(Point labeling dataset excerpts)

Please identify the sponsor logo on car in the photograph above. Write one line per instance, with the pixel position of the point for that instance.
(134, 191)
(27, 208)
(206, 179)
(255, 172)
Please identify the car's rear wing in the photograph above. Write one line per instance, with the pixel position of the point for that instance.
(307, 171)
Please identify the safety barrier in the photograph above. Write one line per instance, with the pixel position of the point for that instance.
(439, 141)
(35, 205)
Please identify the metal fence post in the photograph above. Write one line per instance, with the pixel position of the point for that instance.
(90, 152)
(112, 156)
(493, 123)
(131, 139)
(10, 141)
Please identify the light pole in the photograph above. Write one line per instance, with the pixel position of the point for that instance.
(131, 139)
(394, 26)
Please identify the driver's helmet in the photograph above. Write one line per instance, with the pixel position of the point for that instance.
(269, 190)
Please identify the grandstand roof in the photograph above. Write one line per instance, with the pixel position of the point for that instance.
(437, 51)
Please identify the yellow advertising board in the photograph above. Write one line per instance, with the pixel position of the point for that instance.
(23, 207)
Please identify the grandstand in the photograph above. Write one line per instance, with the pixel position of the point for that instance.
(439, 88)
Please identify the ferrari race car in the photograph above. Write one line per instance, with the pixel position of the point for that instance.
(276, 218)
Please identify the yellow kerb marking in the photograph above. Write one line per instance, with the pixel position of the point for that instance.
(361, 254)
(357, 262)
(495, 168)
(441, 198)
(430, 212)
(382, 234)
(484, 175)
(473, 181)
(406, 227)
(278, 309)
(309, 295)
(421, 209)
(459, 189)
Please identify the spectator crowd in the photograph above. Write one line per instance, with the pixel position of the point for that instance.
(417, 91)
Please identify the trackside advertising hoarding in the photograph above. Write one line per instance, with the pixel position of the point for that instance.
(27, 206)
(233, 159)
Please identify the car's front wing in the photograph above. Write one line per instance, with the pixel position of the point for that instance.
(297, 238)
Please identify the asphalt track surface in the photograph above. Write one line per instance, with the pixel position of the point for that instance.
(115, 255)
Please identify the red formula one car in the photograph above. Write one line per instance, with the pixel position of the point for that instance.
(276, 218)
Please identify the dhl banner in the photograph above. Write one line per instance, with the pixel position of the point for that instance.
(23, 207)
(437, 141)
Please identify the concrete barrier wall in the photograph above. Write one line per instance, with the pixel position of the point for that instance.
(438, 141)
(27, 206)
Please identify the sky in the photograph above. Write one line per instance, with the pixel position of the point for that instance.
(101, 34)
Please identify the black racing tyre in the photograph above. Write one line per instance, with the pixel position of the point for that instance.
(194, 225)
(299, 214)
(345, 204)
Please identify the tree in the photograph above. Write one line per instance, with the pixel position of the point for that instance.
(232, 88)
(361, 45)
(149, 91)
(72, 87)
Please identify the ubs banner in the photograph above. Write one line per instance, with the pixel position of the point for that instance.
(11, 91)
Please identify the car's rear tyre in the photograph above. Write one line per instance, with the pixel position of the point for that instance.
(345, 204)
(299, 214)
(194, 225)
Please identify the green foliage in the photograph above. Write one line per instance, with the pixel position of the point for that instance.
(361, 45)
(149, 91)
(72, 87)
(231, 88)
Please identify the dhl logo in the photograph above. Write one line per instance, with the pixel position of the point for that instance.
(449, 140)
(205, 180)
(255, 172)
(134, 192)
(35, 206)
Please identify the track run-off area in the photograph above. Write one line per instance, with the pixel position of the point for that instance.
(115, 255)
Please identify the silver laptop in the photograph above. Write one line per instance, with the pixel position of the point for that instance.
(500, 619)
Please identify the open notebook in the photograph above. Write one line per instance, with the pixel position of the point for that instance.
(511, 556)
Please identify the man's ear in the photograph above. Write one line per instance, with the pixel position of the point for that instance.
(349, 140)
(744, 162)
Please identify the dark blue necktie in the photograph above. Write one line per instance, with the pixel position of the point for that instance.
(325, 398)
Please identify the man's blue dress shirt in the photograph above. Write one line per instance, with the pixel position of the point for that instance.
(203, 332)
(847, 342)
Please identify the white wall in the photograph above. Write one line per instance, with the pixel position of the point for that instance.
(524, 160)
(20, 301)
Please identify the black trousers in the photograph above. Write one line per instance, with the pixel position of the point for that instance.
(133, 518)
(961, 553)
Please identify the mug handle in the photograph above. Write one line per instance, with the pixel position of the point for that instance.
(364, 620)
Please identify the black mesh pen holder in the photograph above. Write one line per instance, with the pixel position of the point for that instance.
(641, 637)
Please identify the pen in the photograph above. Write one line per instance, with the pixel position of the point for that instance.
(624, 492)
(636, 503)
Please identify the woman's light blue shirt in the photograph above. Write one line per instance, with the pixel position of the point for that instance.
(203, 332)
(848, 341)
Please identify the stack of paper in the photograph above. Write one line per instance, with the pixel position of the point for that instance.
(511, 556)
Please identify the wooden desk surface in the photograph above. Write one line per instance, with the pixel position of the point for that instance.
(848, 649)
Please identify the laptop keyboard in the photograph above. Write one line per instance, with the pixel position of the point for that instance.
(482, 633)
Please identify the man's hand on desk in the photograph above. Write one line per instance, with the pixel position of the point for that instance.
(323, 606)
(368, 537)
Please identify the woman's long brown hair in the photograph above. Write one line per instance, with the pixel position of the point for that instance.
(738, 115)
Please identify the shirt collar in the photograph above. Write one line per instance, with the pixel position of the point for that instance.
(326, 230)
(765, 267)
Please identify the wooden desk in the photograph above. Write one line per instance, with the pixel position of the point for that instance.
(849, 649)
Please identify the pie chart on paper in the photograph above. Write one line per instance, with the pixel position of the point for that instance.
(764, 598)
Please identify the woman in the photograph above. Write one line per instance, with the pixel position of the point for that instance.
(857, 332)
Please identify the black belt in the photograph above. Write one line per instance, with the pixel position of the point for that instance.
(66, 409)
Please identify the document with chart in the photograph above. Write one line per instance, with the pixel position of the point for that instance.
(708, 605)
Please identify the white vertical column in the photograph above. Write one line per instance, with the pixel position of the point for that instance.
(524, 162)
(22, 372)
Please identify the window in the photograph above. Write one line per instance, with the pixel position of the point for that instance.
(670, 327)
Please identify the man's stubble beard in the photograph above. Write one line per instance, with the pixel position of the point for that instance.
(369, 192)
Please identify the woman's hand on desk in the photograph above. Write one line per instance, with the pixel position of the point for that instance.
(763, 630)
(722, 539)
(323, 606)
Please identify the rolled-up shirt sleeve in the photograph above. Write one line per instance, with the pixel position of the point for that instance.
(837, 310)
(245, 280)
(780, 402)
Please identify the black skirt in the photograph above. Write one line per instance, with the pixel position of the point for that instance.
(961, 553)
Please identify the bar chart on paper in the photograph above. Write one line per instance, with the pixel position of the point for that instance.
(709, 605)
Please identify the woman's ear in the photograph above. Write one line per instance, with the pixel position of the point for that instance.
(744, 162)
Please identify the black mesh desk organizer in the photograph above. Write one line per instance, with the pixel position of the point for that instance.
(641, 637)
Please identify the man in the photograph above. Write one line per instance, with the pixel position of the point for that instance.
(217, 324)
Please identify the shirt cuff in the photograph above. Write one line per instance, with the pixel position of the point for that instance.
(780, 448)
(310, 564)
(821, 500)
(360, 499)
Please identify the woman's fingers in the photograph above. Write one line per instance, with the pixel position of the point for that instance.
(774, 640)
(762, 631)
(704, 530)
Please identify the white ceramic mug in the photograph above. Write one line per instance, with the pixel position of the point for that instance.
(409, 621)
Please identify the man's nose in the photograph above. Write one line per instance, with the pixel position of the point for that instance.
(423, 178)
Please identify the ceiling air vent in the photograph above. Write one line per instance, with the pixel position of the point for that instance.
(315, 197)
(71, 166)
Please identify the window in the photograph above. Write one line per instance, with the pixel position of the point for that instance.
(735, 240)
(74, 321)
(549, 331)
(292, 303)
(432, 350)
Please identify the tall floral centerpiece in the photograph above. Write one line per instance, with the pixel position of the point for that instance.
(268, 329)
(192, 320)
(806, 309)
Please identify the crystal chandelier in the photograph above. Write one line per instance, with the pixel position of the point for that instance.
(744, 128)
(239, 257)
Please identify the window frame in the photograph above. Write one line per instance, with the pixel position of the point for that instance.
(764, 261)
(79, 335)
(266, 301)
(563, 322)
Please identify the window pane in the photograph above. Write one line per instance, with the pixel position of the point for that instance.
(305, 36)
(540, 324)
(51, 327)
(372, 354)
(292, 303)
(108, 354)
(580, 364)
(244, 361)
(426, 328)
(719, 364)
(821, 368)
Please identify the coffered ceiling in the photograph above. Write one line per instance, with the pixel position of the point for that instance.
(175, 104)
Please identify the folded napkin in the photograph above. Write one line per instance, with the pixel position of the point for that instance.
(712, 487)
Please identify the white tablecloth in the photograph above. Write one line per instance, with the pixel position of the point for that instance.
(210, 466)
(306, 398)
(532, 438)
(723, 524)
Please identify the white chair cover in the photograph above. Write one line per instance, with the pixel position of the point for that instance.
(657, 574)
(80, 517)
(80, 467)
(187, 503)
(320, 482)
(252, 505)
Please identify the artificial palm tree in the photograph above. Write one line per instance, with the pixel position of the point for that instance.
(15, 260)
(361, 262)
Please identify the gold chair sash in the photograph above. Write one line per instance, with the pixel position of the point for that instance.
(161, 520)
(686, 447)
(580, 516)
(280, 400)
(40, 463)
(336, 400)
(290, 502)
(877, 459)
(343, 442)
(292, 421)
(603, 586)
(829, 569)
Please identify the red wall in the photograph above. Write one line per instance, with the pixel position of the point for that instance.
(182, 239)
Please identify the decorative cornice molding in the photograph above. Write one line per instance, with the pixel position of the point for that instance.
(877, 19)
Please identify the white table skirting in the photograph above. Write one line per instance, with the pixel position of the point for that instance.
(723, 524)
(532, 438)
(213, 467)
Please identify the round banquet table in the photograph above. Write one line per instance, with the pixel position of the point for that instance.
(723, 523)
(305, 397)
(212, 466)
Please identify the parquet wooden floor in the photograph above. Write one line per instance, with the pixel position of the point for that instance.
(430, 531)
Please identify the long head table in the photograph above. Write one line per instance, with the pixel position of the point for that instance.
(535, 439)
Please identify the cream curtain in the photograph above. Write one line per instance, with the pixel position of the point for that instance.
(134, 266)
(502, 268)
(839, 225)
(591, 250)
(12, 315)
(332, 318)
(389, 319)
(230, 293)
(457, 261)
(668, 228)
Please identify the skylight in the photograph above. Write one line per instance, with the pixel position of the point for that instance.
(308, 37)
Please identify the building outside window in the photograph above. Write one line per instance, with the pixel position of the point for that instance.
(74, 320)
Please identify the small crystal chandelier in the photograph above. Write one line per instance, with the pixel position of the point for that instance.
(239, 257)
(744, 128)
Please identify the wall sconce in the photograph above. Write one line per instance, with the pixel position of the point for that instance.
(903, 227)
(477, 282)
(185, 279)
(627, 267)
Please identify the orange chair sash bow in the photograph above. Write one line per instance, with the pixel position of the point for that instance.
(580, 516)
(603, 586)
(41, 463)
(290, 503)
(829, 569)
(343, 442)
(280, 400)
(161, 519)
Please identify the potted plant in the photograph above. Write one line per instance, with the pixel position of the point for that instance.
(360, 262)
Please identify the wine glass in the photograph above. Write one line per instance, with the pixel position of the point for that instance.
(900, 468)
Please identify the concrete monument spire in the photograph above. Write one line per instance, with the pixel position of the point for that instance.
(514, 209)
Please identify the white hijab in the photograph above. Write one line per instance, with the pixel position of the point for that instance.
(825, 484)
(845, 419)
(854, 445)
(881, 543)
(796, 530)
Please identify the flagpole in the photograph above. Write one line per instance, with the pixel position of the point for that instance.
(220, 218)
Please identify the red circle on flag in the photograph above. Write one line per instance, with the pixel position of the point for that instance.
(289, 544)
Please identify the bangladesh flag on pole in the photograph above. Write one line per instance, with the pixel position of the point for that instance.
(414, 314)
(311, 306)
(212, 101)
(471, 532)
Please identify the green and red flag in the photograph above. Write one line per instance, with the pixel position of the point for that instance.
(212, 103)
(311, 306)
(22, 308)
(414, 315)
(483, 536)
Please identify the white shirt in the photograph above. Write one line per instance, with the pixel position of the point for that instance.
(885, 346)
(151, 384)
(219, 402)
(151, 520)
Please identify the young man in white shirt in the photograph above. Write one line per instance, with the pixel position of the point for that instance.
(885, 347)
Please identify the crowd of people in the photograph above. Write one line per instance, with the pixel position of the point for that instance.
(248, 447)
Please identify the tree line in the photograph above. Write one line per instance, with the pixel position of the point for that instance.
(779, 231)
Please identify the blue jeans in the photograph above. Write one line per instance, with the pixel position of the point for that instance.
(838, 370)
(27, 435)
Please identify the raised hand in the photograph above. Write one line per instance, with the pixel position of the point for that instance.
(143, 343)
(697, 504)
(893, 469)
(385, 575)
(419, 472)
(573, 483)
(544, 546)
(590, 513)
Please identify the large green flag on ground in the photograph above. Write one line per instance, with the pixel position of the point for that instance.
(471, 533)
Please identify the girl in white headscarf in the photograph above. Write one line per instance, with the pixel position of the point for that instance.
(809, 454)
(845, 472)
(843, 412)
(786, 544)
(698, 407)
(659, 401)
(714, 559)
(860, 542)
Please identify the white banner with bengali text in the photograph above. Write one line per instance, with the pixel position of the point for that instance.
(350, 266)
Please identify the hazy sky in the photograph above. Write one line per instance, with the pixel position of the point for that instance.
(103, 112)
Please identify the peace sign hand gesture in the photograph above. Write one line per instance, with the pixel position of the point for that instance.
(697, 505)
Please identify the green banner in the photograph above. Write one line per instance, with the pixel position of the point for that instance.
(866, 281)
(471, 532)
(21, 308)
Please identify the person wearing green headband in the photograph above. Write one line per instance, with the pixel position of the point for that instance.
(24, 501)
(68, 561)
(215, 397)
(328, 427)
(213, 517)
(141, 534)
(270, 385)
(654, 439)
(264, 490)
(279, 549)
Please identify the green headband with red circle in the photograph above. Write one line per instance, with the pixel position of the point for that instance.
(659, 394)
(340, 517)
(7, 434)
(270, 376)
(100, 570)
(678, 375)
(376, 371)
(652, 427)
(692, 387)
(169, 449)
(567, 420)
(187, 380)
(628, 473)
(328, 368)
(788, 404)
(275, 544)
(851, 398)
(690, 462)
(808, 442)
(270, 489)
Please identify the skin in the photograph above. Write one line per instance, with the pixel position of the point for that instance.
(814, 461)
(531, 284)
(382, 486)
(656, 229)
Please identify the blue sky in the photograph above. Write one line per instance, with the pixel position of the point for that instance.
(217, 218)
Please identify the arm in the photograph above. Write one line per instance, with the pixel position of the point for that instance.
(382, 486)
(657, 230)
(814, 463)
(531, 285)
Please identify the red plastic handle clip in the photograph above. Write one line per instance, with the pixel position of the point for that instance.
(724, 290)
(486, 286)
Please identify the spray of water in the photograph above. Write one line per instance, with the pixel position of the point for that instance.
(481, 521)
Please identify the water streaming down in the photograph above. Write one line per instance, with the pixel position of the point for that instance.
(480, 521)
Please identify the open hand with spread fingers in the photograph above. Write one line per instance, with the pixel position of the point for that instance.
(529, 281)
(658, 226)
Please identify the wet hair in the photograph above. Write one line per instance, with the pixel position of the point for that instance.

DIRECTION - Write the lines out exactly, from the one with "Please identify the skin" down to the last line of the listing, and leave out all others.

EXERCISE RESULT -
Please identify the skin in the photograph above. Write one line per instance, with the pixel position of the point for that instance.
(814, 461)
(531, 284)
(382, 486)
(656, 229)
Please identify the blue sky in the photograph above. Write one line per instance, with the pixel position of the point for that instance.
(217, 218)
Please identify the arm in the photograph above. Write one line per instance, with the pixel position of the point for that instance.
(382, 486)
(657, 230)
(814, 463)
(531, 285)
Please identify the red plastic handle clip in the photograph above. Write one line per instance, with the pixel position of the point for that instance.
(724, 290)
(486, 286)
Please identify the spray of water in the photograph above. Write one line per instance, with the pixel position of the point for that instance.
(481, 521)
Please identify the water streaming down in the photograph above. Write one line per instance, with the pixel position of the point for that instance.
(480, 521)
Please identify the open hand with spread fingers in the photograph above. Write one line per instance, with the pixel position of the point for that instance.
(529, 281)
(658, 226)
Please identify the wet hair in the photograph above. Write one line per instance, with the pixel position of the point for that instance.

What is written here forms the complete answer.